Goal
Rewrite the items from the line with "tagged: street" up to and including the line with "top-left (0, 301), bottom-right (299, 402)", keeping the request lines intact. Increase every coordinate in the answer boxes by 89, and leave the sample coordinates in the requests unchanged.

[Region labeling records]
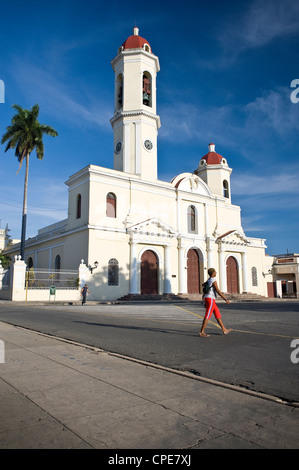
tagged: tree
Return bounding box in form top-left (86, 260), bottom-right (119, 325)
top-left (1, 104), bottom-right (58, 259)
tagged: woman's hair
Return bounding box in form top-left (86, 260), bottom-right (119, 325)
top-left (208, 268), bottom-right (216, 277)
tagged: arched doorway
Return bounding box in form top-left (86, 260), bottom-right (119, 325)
top-left (226, 256), bottom-right (239, 294)
top-left (141, 250), bottom-right (158, 294)
top-left (187, 249), bottom-right (200, 294)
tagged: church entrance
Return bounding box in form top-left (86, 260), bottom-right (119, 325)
top-left (226, 256), bottom-right (239, 294)
top-left (141, 250), bottom-right (158, 295)
top-left (187, 249), bottom-right (200, 294)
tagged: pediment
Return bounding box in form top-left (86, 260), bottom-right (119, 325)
top-left (216, 230), bottom-right (249, 246)
top-left (127, 217), bottom-right (177, 238)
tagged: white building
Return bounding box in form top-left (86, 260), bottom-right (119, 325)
top-left (5, 28), bottom-right (273, 300)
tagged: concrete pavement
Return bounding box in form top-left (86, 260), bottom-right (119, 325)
top-left (0, 322), bottom-right (299, 453)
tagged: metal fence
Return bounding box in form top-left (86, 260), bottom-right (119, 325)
top-left (25, 268), bottom-right (79, 290)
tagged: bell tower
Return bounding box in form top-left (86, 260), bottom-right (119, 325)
top-left (110, 27), bottom-right (161, 181)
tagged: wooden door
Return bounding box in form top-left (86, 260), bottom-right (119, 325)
top-left (187, 250), bottom-right (200, 294)
top-left (226, 256), bottom-right (239, 294)
top-left (141, 250), bottom-right (158, 294)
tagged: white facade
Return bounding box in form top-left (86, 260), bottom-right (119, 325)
top-left (6, 28), bottom-right (269, 300)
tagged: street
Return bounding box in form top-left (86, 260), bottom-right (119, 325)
top-left (0, 301), bottom-right (299, 402)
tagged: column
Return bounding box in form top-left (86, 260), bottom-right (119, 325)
top-left (219, 243), bottom-right (227, 292)
top-left (123, 122), bottom-right (130, 173)
top-left (178, 240), bottom-right (187, 294)
top-left (135, 122), bottom-right (141, 175)
top-left (164, 245), bottom-right (171, 294)
top-left (242, 252), bottom-right (248, 294)
top-left (129, 241), bottom-right (139, 294)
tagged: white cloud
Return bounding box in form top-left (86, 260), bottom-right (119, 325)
top-left (9, 59), bottom-right (112, 129)
top-left (232, 168), bottom-right (299, 196)
top-left (219, 0), bottom-right (299, 58)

Completed task
tagged: street
Return bounding box in form top-left (86, 260), bottom-right (119, 325)
top-left (89, 390), bottom-right (388, 491)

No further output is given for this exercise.